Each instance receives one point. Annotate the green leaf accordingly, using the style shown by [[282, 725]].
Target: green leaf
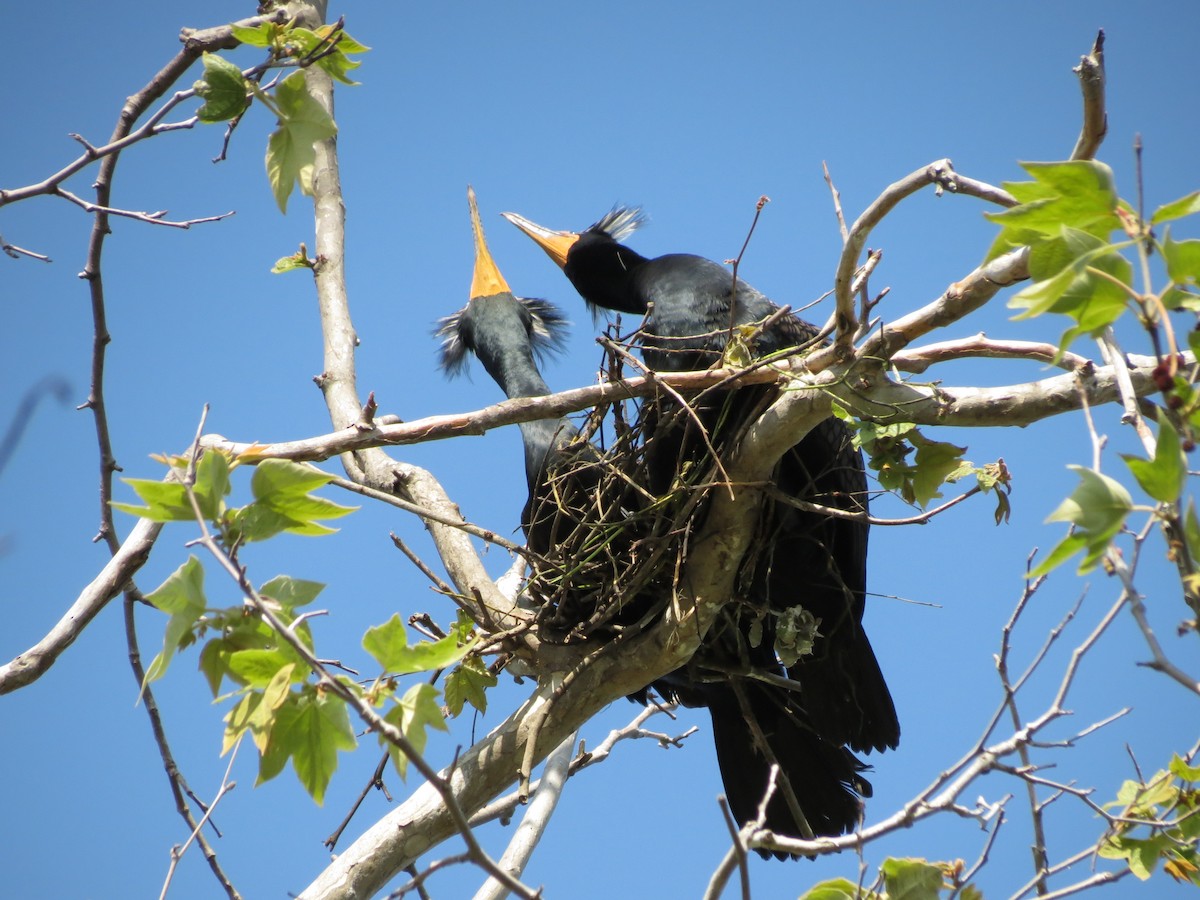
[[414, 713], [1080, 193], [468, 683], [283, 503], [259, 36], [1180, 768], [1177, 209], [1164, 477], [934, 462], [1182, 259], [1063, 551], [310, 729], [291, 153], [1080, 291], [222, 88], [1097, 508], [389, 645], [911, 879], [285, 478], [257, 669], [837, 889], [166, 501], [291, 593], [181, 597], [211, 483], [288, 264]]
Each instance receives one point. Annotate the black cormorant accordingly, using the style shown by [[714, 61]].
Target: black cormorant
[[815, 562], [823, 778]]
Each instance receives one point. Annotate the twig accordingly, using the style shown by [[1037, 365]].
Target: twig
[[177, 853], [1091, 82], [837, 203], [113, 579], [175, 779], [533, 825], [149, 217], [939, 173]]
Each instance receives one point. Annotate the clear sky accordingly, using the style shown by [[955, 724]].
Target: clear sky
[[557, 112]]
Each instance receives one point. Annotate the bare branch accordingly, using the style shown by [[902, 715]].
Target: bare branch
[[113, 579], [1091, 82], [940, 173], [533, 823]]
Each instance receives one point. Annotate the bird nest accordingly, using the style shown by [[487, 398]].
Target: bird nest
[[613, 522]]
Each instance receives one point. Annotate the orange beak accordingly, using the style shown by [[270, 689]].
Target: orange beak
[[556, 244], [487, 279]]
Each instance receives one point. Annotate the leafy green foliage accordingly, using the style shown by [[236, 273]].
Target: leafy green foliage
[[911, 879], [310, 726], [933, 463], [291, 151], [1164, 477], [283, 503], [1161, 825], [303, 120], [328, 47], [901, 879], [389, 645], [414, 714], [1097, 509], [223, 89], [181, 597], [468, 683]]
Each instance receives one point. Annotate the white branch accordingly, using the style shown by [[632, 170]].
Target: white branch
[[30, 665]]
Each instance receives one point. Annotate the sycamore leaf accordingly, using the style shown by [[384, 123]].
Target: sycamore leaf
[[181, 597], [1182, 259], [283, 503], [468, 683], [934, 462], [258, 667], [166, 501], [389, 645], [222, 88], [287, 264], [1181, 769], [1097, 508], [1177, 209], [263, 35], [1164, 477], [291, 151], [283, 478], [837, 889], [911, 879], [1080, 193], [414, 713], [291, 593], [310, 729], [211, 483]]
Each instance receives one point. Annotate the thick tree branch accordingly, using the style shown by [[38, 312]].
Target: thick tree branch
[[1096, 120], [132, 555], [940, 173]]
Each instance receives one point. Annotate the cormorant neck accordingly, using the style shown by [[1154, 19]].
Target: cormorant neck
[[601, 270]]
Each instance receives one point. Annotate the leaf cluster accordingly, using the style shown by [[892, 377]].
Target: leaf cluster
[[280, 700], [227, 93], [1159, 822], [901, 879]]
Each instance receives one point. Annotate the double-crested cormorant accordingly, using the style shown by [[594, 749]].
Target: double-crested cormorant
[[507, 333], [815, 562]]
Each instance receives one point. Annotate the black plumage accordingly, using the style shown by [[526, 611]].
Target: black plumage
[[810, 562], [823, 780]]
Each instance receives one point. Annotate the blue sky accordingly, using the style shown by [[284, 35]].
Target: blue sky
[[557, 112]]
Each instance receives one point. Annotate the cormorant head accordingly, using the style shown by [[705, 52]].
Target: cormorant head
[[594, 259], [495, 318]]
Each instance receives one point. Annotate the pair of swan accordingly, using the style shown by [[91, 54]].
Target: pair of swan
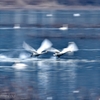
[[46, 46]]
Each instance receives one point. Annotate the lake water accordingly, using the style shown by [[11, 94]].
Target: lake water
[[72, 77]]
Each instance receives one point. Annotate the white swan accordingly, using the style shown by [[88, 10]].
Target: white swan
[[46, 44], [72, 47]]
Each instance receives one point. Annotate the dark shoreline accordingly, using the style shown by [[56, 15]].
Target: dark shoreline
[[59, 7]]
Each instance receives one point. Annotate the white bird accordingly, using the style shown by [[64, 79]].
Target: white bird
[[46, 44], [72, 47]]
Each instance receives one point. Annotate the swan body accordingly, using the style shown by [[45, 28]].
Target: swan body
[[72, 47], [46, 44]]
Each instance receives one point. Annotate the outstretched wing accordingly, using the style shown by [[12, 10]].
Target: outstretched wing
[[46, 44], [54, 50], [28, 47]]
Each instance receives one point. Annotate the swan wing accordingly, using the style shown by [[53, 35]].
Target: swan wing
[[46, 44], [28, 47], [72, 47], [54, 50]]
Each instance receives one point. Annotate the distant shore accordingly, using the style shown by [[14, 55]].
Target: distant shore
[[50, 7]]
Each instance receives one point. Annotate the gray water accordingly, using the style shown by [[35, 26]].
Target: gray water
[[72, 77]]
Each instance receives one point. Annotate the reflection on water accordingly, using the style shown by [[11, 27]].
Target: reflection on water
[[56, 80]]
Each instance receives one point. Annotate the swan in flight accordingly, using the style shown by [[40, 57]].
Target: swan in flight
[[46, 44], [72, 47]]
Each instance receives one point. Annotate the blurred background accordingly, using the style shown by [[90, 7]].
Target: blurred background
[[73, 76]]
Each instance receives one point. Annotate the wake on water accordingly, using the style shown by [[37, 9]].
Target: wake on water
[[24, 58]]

» **What the task requires**
Repeat the material above precisely as it appears, omitting the images it contains.

» **Output**
Each instance receives one point. Annotate the green leaf accordingly, using the style shown by [[282, 725]].
Target: green leaf
[[414, 713], [1080, 193], [468, 683], [283, 503], [259, 36], [1180, 768], [1177, 209], [1164, 477], [934, 462], [1182, 259], [1063, 551], [310, 729], [291, 153], [1080, 291], [222, 88], [1097, 508], [389, 645], [911, 879], [285, 478], [257, 669], [837, 889], [166, 501], [291, 593], [181, 597], [211, 483], [288, 264]]
Each instance receives one point. Annotate the black cormorant accordingly, using the style shown by [[714, 61]].
Target: black cormorant
[[815, 562], [823, 778]]
Each instance receives one point. Annotate the twig accordingly, using the style shown by [[1037, 365]].
Target: twig
[[177, 853], [1091, 82], [837, 203], [113, 579], [175, 779], [533, 825], [149, 217], [939, 173]]
Each instance receives one point. Annotate the clear sky accordingly, using the style shown by [[955, 724]].
Target: clear sky
[[557, 112]]
Each instance receives one point. Annotate the bare branch accordingly, using the style shown by [[902, 715]].
Target: bare branch
[[113, 579], [1091, 82], [940, 173], [533, 823]]
Each instance receives one point. Annotate the bird nest accordingly, using the style shown by [[487, 398]].
Target: bird nest
[[613, 522]]
Each instance receives one point. Annotate the orange beak accordingly, using the style shown by [[270, 689]].
Target: orange beak
[[556, 244], [487, 279]]
Each instance receives one point. Annotate the leafy green foliage accordingly, using the style shown by [[236, 273]].
Target: leafy green foliage
[[911, 879], [310, 726], [933, 463], [291, 151], [1164, 477], [283, 503], [1161, 825], [303, 120], [328, 47], [901, 879], [389, 645], [414, 714], [1097, 509], [223, 89], [181, 597], [468, 683]]
Each instance receives one point. Annotate the white branch accordingly, using the style shown by [[632, 170]].
Target: white branch
[[30, 665]]
Each instance receives one point. Annotate the sycamore leaf accordingly, using the style shown by [[384, 123]].
Target: sycamore leaf
[[181, 597], [1182, 259], [283, 503], [468, 683], [934, 462], [258, 667], [166, 501], [389, 645], [222, 88], [287, 264], [1181, 769], [1097, 508], [1177, 209], [263, 35], [1164, 477], [291, 151], [283, 478], [837, 889], [911, 879], [1080, 193], [414, 713], [291, 593], [310, 729], [211, 483]]
Each instance receives one point. Annotate the thick tree branch accordingly, using the style shown by [[38, 312]].
Target: thick tree branch
[[1096, 120], [132, 555], [940, 173]]
Each instance receives one point. Annotate the cormorant neck accordingly, using the style shown by [[1154, 19]].
Target: cormorant neck
[[601, 270]]
Each instance receives one point. Annotate the leaf cluster accordingly, using the style shown by [[892, 377]].
Target: leaf cluster
[[280, 700], [227, 93], [1159, 822], [901, 879]]
Each instance receives one point. Annotate the double-crested cormorant accordingly, using the style shown by [[594, 749]].
Target: double-crested cormorant
[[507, 333], [815, 562]]
Each instance receives one point. Annotate the black plumage accordingly, using the style shown by [[526, 611]].
Target: black plumage
[[810, 562], [823, 780]]
Each instance receives one point. Annotate the blue sky accordingly, using the style shown by [[284, 35]].
Target: blue sky
[[557, 112]]
Each instance receives one point. Annotate the cormorant head accordingly, using the style shown by [[705, 52]].
Target: cormorant head
[[594, 259], [495, 318]]
Each instance receives one point. Annotate the pair of swan accordingly, using the style shown by [[91, 54]].
Target: pair of swan
[[46, 46]]
Each instance receives one point. Annotate the lake water accordingly, using the style shown by [[11, 94]].
Target: lake water
[[72, 77]]
Each instance receives one point. Annotate the white swan accordingly, using the style shown by [[88, 10]].
Target: white swan
[[46, 44], [72, 47]]
Each instance receives one point. Annotate the dark shoreline accordingly, using the style shown by [[56, 15]].
Target: dark shoreline
[[59, 7]]
Each instance receives one point. Annotate the white bird accordingly, using the style shown by [[64, 79]].
Target: white bird
[[46, 44], [72, 47]]
Each instance receives one point. Annotate the swan body accordingly, using the style shown by [[45, 28]].
Target: swan body
[[72, 47], [46, 44]]
Each instance receives one point. Annotate the outstretched wing accordingly, using the style shown by [[12, 10]].
Target: outstretched wing
[[46, 44], [54, 50], [28, 47]]
Each instance receives one point. Annotate the swan wing accordingly, using the style shown by [[53, 35]].
Target: swan wing
[[46, 44], [28, 47], [72, 47], [54, 50]]
Each instance receives one point. Annotate the distant shore accordingly, using the style shown by [[14, 55]].
Target: distant shore
[[50, 7]]
Each instance receives one point. Annotate the gray water accordingly, using the style shown by [[35, 26]].
Target: gray water
[[72, 77]]
Each instance receives one point. Annotate the reflection on water accordingly, using the style shown by [[11, 27]].
Target: reflection on water
[[56, 80]]
Each instance receives one point. Annotate the swan in flight accordingly, using the style shown by [[40, 57]].
Target: swan in flight
[[46, 44], [72, 47]]
Each instance receives one point. Annotate the blurred background accordingly, using the style shown by [[90, 7]].
Target: blurred background
[[73, 76]]
Each instance receives one point. Annotate the wake on water accordingly, using the style shown by [[37, 9]].
Target: wake on water
[[24, 58]]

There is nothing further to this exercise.